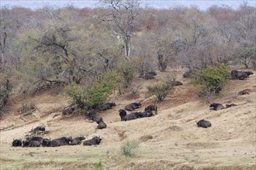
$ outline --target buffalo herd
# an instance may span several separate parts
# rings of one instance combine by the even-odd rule
[[[193,71],[189,70],[187,71],[183,74],[184,78],[191,77],[191,76],[194,73]],[[237,70],[232,70],[231,71],[231,77],[233,80],[244,80],[248,78],[249,75],[253,74],[251,71],[237,71]],[[157,73],[154,71],[149,72],[145,74],[144,79],[153,79],[154,76],[157,75]],[[171,83],[172,86],[180,86],[182,85],[182,83],[179,81],[173,81]],[[217,91],[220,91],[220,89],[216,89]],[[249,94],[248,89],[244,90],[242,91],[240,91],[237,95],[244,95],[244,94]],[[154,104],[150,104],[144,108],[144,110],[143,111],[136,111],[132,112],[130,114],[127,114],[126,111],[133,111],[134,110],[140,108],[141,107],[140,102],[134,102],[131,103],[130,104],[127,104],[124,107],[123,109],[119,110],[119,114],[121,119],[121,121],[131,121],[137,118],[142,118],[142,117],[152,117],[154,115],[157,114],[157,107]],[[103,121],[103,118],[98,114],[95,114],[95,110],[106,110],[108,109],[112,109],[112,107],[116,106],[115,103],[106,103],[102,104],[98,104],[95,105],[92,107],[92,110],[87,111],[85,113],[85,116],[88,116],[88,117],[92,120],[92,121],[95,121],[97,123],[97,129],[104,129],[107,128],[106,124]],[[237,106],[235,104],[226,104],[226,108],[229,108],[231,107],[236,107]],[[225,109],[225,107],[219,103],[211,103],[209,105],[210,110],[220,110],[222,109]],[[74,108],[73,107],[69,107],[63,110],[63,115],[67,115],[71,113],[73,113],[74,110]],[[154,111],[154,113],[153,113]],[[212,124],[209,121],[206,121],[204,119],[202,119],[196,122],[197,127],[199,128],[207,128],[209,127],[211,127]],[[35,131],[45,131],[44,127],[37,127],[35,128]],[[12,141],[12,146],[13,147],[57,147],[61,145],[78,145],[83,141],[83,145],[96,145],[99,144],[99,143],[102,141],[102,138],[99,136],[93,136],[92,138],[85,140],[85,138],[83,136],[81,137],[76,137],[74,138],[72,138],[72,137],[61,137],[59,138],[53,139],[50,138],[43,138],[41,137],[37,136],[32,136],[32,137],[27,137],[24,140],[22,139],[14,139]]]
[[[78,145],[85,140],[83,136],[72,138],[72,137],[61,137],[59,138],[53,139],[43,138],[38,136],[32,136],[22,139],[14,139],[12,141],[13,147],[58,147],[63,145]],[[100,136],[93,136],[92,139],[84,141],[83,145],[96,145],[99,144],[102,138]]]

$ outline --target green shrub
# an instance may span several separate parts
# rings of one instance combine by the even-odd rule
[[[198,70],[192,76],[192,83],[202,93],[215,93],[217,87],[223,87],[230,79],[228,67],[223,63]]]
[[[91,87],[74,83],[67,87],[64,94],[70,97],[78,107],[88,110],[92,106],[106,102],[121,80],[116,72],[107,72],[102,73]]]
[[[139,147],[136,141],[127,141],[121,145],[121,153],[125,156],[131,156],[132,150]]]
[[[96,162],[94,164],[94,167],[96,170],[102,170],[103,169],[103,165],[102,161],[99,161],[99,162]]]
[[[163,101],[174,87],[168,83],[157,83],[147,87],[148,90],[157,97],[158,101]]]

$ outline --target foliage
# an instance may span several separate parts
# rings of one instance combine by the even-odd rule
[[[128,157],[131,156],[133,154],[132,150],[139,147],[137,141],[127,141],[125,143],[123,143],[121,145],[121,153],[122,155]]]
[[[64,89],[64,94],[78,107],[90,109],[94,105],[104,103],[121,80],[116,72],[106,72],[91,87],[73,83]]]
[[[157,97],[158,101],[163,101],[168,93],[174,90],[173,87],[168,83],[157,83],[147,87],[148,90]]]
[[[102,161],[99,161],[99,162],[95,163],[94,167],[95,168],[96,170],[102,170],[103,165],[102,165]]]
[[[202,92],[215,92],[217,87],[223,87],[230,79],[228,67],[223,63],[197,70],[192,75],[192,83]]]

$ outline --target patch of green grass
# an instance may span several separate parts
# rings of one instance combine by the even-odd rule
[[[139,147],[139,144],[136,141],[127,141],[121,145],[121,153],[125,156],[131,156],[134,153],[132,150]]]

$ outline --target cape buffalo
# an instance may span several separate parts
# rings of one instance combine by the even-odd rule
[[[124,107],[124,109],[128,111],[132,111],[134,109],[139,108],[140,106],[141,106],[141,104],[140,102],[135,102],[135,103],[127,104],[126,106]]]
[[[221,104],[216,104],[216,103],[211,104],[209,105],[209,107],[213,107],[212,109],[215,110],[219,110],[224,108],[224,107]]]
[[[93,121],[102,121],[102,117],[100,115],[92,112],[88,112],[88,116]]]
[[[121,117],[121,121],[124,121],[123,117],[127,114],[126,111],[124,110],[123,109],[120,109],[119,112],[119,116]]]
[[[144,110],[143,112],[138,112],[139,117],[147,117],[153,116],[153,112],[150,110]]]
[[[197,126],[198,127],[202,127],[202,128],[207,128],[208,127],[211,127],[212,124],[209,121],[205,121],[203,119],[199,121],[197,123],[196,123]]]
[[[238,96],[241,96],[241,95],[244,95],[244,94],[250,94],[248,93],[248,89],[244,89],[244,90],[243,90],[237,93]]]
[[[85,140],[85,138],[83,137],[83,136],[74,138],[71,141],[71,145],[80,144],[81,144],[81,141]]]
[[[131,113],[131,114],[126,114],[125,117],[123,117],[123,121],[130,121],[130,120],[137,119],[137,118],[139,118],[139,113],[135,112],[135,113]]]
[[[92,139],[85,141],[83,144],[84,145],[96,145],[99,144],[102,138],[101,138],[99,136],[94,136]]]
[[[106,124],[103,121],[98,121],[97,124],[97,129],[104,129],[106,128]]]
[[[12,146],[17,147],[17,146],[22,146],[22,142],[21,139],[13,139]]]
[[[229,107],[234,107],[234,106],[237,106],[237,104],[226,104],[226,107],[227,108],[229,108]]]
[[[157,114],[157,105],[153,105],[153,104],[149,105],[149,106],[145,107],[144,110],[151,110],[151,111],[154,110],[155,114]]]

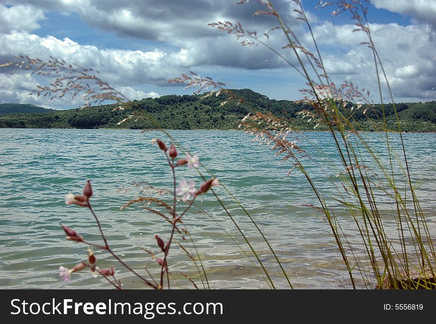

- [The task]
Rewrite every row above with each "separate parts" changed to "distinct parts" and everything else left the same. Leave the pictures out of your answer.

- [Solved exercise]
$ outline --target buffalo herd
# an instance may span several distinct parts
# rings of one instance combine by the even-odd rule
[[[193,71],[189,70],[187,71],[183,74],[184,78],[191,77],[191,76],[194,73]],[[237,70],[232,70],[231,71],[231,77],[233,80],[244,80],[248,78],[249,75],[253,74],[251,71],[237,71]],[[157,73],[154,71],[149,72],[145,74],[144,79],[153,79],[154,76],[157,75]],[[171,83],[172,86],[180,86],[182,85],[182,83],[179,81],[173,81]],[[217,91],[220,91],[220,89],[216,89]],[[249,94],[248,89],[244,90],[242,91],[240,91],[237,95],[244,95],[244,94]],[[154,104],[150,104],[144,108],[144,110],[143,111],[136,111],[132,112],[130,114],[127,114],[126,111],[133,111],[134,110],[140,108],[141,107],[140,102],[134,102],[131,103],[130,104],[127,104],[124,107],[123,109],[119,110],[119,114],[121,119],[121,121],[131,121],[137,118],[142,118],[142,117],[152,117],[154,115],[157,114],[157,107]],[[103,121],[103,118],[98,114],[95,114],[95,110],[106,110],[108,109],[112,109],[112,107],[116,106],[115,103],[106,103],[102,104],[98,104],[95,105],[92,107],[92,110],[87,111],[85,113],[85,116],[88,116],[88,117],[92,120],[92,121],[95,121],[97,123],[97,129],[104,129],[107,128],[106,124]],[[237,106],[235,104],[226,104],[226,108],[229,108],[231,107],[236,107]],[[225,109],[225,107],[219,103],[211,103],[209,105],[210,110],[220,110],[222,109]],[[74,108],[73,107],[69,107],[63,110],[63,115],[67,115],[71,113],[73,113],[74,110]],[[154,111],[154,113],[153,113]],[[212,124],[209,121],[206,121],[204,119],[202,119],[196,122],[197,127],[199,128],[207,128],[209,127],[211,127]],[[35,131],[45,131],[44,127],[37,127],[35,128]],[[12,141],[12,146],[13,147],[57,147],[61,145],[78,145],[83,141],[83,145],[96,145],[99,144],[99,143],[102,141],[102,138],[99,136],[93,136],[92,138],[85,140],[85,138],[83,136],[81,137],[76,137],[74,138],[72,138],[72,137],[61,137],[59,138],[53,139],[50,138],[43,138],[41,137],[37,136],[32,136],[32,137],[27,137],[24,140],[22,139],[14,139]]]
[[[78,145],[85,140],[83,136],[72,138],[72,137],[61,137],[59,138],[53,139],[43,138],[38,136],[32,136],[22,139],[14,139],[12,141],[13,147],[58,147],[63,145]],[[100,136],[93,136],[92,139],[84,141],[83,145],[96,145],[99,144],[102,138]]]

$ outline --target green shrub
# an instance may span several distinct parts
# rings of one instance combine by the even-odd rule
[[[198,70],[192,76],[192,83],[202,93],[215,93],[217,87],[223,87],[230,79],[228,67],[223,63]]]
[[[91,87],[74,83],[67,87],[64,94],[70,97],[78,107],[88,110],[92,106],[106,102],[121,80],[116,72],[107,72],[102,73]]]
[[[139,147],[136,141],[127,141],[121,145],[121,153],[125,156],[131,156],[132,150]]]
[[[96,162],[94,164],[94,167],[96,170],[102,170],[103,169],[103,165],[102,161],[99,161],[99,162]]]
[[[163,101],[174,87],[168,83],[157,83],[147,87],[148,90],[157,97],[158,101]]]

$ outline --target foliage
# an instance may span several distinct parts
# rings of one instance combine by the even-odd rule
[[[128,157],[131,156],[133,154],[132,150],[139,147],[137,141],[127,141],[125,143],[123,143],[121,145],[121,153],[122,155]]]
[[[64,89],[64,94],[78,107],[90,109],[94,105],[104,103],[121,80],[116,72],[106,72],[91,87],[73,83]]]
[[[157,97],[158,101],[163,101],[168,93],[174,90],[173,87],[168,83],[157,83],[147,87],[148,90]]]
[[[102,161],[99,161],[99,162],[95,163],[94,167],[95,168],[96,170],[102,170],[103,165],[102,165]]]
[[[202,92],[215,92],[217,87],[223,87],[230,79],[228,67],[223,63],[197,70],[192,75],[192,83]]]

$ outline --target patch of green grass
# an instance may span several distinct parts
# rings of one instance combine by the even-odd rule
[[[139,147],[139,144],[136,141],[127,141],[121,145],[121,153],[125,156],[131,156],[134,153],[132,150]]]

$ outline --target cape buffalo
# an instance may span several distinct parts
# rings of one instance combine by the even-odd rule
[[[124,107],[124,109],[128,111],[132,111],[134,109],[139,108],[140,106],[141,106],[141,104],[140,102],[135,102],[135,103],[127,104],[126,106]]]
[[[221,104],[216,104],[216,103],[211,104],[209,105],[209,107],[213,107],[212,109],[215,110],[219,110],[224,108],[224,107]]]
[[[93,121],[102,121],[102,117],[100,115],[92,112],[88,112],[88,116]]]
[[[121,117],[121,121],[124,121],[123,117],[127,114],[126,111],[124,110],[123,109],[120,109],[119,112],[119,116]]]
[[[144,110],[143,112],[138,112],[139,117],[147,117],[153,116],[153,112],[150,110]]]
[[[197,126],[198,127],[202,127],[202,128],[207,128],[208,127],[211,127],[212,124],[209,121],[205,121],[203,119],[199,121],[197,123],[196,123]]]
[[[238,96],[241,96],[241,95],[244,95],[244,94],[250,94],[248,93],[248,89],[244,89],[244,90],[243,90],[237,93]]]
[[[85,140],[85,138],[83,137],[83,136],[74,138],[71,141],[71,145],[80,144],[81,144],[81,141]]]
[[[131,113],[131,114],[126,114],[125,117],[123,117],[123,121],[130,121],[130,120],[137,119],[137,118],[139,118],[139,113],[135,112],[135,113]]]
[[[92,139],[85,141],[83,144],[84,145],[96,145],[99,144],[102,138],[101,138],[99,136],[94,136]]]
[[[106,124],[103,121],[98,121],[97,124],[97,129],[104,129],[106,128]]]
[[[12,146],[17,147],[17,146],[22,146],[22,142],[21,139],[13,139]]]
[[[229,107],[234,107],[234,106],[237,106],[237,104],[226,104],[226,107],[227,108],[229,108]]]
[[[157,114],[157,105],[153,105],[153,104],[149,105],[149,106],[145,107],[144,110],[151,110],[151,111],[154,110],[155,114]]]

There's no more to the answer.